- Established: 2015
- Host city: Halifax, Nova Scotia
- Arena: CFB Halifax Curling Club
- Men's purse: $4,000
- Women's purse: $3,500

Current champions (2023)
- Men: James Grattan
- Women: Melissa Adams

= New Scotland Brewing Co. Cashspiel =

The New Scotland Brewing Co. Cashspiel is a cashspiel, or curling tournament held each year at the CFB Halifax Curling Club In Halifax, Nova Scotia. The women's event was previously called the New Scotland Clothing Ladies Cashspiel and the men's event was previously called the New Scotland Brewing Men's Cash Spiel. The men's event was called the Bud Light Men's Cashspiel until 2019.

-- Information shown --
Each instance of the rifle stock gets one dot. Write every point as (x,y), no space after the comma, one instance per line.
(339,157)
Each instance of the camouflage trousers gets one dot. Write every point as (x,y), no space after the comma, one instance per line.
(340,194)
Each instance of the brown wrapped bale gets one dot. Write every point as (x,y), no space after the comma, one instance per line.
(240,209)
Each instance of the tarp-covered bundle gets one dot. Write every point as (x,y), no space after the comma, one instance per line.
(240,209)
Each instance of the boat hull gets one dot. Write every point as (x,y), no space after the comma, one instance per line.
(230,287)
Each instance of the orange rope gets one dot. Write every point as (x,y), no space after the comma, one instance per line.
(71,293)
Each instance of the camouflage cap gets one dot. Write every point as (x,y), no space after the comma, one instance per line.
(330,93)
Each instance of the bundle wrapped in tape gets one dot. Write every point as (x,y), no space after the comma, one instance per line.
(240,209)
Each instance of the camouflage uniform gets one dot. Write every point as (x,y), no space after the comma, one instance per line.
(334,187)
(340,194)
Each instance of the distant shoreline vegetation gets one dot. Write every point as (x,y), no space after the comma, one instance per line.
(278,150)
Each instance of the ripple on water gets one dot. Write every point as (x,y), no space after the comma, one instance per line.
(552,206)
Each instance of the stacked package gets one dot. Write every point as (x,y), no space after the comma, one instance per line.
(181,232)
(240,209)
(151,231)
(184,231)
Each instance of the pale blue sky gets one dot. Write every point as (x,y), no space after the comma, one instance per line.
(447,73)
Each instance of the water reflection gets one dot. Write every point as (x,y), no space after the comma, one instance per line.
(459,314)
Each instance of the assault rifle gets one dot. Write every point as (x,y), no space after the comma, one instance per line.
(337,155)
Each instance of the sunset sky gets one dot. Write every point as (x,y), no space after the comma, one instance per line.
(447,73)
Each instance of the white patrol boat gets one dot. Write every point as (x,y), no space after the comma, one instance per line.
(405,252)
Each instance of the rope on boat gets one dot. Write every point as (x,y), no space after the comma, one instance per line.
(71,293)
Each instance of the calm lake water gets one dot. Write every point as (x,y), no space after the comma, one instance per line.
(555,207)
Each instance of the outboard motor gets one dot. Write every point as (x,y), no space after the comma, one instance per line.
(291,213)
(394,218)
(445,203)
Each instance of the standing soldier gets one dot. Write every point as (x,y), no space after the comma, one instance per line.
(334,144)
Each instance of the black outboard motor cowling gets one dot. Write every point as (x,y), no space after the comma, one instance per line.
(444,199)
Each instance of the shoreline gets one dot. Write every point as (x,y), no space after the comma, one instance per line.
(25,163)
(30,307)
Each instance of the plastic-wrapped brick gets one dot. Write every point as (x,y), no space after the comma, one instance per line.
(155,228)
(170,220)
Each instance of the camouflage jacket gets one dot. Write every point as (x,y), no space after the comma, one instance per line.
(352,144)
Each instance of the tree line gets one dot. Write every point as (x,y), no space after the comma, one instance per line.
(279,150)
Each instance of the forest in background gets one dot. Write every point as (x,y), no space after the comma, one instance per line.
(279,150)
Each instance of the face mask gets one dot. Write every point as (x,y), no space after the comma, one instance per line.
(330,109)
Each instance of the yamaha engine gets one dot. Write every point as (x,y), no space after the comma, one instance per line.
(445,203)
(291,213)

---

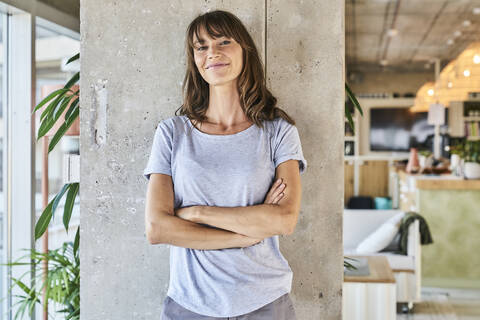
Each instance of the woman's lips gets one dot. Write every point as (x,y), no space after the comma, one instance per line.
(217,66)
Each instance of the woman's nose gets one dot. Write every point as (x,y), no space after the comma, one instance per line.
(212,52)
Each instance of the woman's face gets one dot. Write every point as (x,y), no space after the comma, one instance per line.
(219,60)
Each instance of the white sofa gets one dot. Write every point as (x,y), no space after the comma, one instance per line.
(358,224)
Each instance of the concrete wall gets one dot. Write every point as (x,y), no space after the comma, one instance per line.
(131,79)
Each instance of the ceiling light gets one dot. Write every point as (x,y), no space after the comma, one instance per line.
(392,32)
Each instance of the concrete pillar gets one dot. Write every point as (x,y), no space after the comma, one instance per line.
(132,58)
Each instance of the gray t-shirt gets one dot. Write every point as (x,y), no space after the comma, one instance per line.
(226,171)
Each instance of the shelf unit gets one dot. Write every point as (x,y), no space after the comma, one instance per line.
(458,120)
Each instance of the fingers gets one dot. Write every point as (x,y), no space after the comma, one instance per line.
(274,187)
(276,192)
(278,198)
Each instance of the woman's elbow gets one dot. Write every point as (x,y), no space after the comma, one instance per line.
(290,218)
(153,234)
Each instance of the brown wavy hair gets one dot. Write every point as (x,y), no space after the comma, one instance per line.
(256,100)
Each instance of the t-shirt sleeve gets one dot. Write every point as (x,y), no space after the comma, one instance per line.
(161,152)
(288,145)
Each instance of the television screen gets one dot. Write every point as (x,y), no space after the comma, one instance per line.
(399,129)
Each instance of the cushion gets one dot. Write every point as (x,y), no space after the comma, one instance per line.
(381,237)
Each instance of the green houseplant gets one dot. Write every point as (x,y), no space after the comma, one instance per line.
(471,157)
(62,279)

-- Tasks to carry out --
1. Please copy the cashspiel text above word for word, starting with "- Men: James" and going on through "Cashspiel until 2019.".
2. According to the cashspiel text above, what was the men's event called until 2019?

-- Solved problems --
1.
- Men: James Grattan
- Women: Melissa Adams

= New Scotland Brewing Co. Cashspiel =

The New Scotland Brewing Co. Cashspiel is a cashspiel, or curling tournament held each year at the CFB Halifax Curling Club In Halifax, Nova Scotia. The women's event was previously called the New Scotland Clothing Ladies Cashspiel and the men's event was previously called the New Scotland Brewing Men's Cash Spiel. The men's event was called the Bud Light Men's Cashspiel until 2019.

2. The Bud Light Men's Cashspiel